- _Recorded data_:
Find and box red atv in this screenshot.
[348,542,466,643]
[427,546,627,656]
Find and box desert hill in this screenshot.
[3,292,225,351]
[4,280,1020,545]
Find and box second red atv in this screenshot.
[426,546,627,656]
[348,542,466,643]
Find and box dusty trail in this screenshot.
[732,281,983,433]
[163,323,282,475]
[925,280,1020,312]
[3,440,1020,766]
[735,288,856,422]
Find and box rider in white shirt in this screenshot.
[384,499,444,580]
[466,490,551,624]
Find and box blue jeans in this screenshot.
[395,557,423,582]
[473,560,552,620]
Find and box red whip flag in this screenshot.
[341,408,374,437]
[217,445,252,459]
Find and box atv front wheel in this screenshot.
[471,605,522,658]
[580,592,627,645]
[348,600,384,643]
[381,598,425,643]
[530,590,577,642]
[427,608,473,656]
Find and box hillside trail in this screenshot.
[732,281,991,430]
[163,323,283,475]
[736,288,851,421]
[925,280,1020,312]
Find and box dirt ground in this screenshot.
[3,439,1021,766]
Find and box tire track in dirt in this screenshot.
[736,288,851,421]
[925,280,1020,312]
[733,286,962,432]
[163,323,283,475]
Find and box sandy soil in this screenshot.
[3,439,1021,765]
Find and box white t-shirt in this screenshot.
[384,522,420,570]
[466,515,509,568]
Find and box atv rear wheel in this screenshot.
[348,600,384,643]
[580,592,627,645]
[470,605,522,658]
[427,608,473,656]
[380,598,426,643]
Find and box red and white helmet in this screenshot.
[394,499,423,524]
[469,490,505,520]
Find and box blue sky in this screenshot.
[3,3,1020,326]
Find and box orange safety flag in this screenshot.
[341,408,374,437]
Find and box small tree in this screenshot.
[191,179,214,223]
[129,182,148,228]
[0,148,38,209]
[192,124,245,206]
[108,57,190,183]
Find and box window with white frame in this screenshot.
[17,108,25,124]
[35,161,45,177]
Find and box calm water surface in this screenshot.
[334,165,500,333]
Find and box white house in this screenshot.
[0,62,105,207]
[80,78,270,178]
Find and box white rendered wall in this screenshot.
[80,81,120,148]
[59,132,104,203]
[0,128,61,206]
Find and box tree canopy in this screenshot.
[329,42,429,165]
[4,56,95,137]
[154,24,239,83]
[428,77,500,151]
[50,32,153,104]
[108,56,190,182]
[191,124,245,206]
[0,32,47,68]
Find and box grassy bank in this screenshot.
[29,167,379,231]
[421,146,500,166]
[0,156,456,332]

- _What the exercise asks_: Output everything from the start of the lines down to the line containing "[735,288,856,422]" as a two-column CSV with the headers "instruction" and "boxes", one row per instruction. Put each instruction and its complete answer in separate quoted fields, replacing line breaks with spaces.

- _Exercise response_:
instruction,boxes
"Find and box red atv in this screenshot.","[348,542,466,643] [427,546,627,656]"
"Find and box desert hill in this screenshot.","[3,292,225,351] [4,280,1020,545]"
"Find and box second red atv in this screenshot.","[426,546,627,656] [348,542,466,643]"
"Find and box dusty trail in this screenshot.","[732,281,983,433] [163,323,282,475] [925,280,1020,312] [3,440,1020,766] [735,288,856,422]"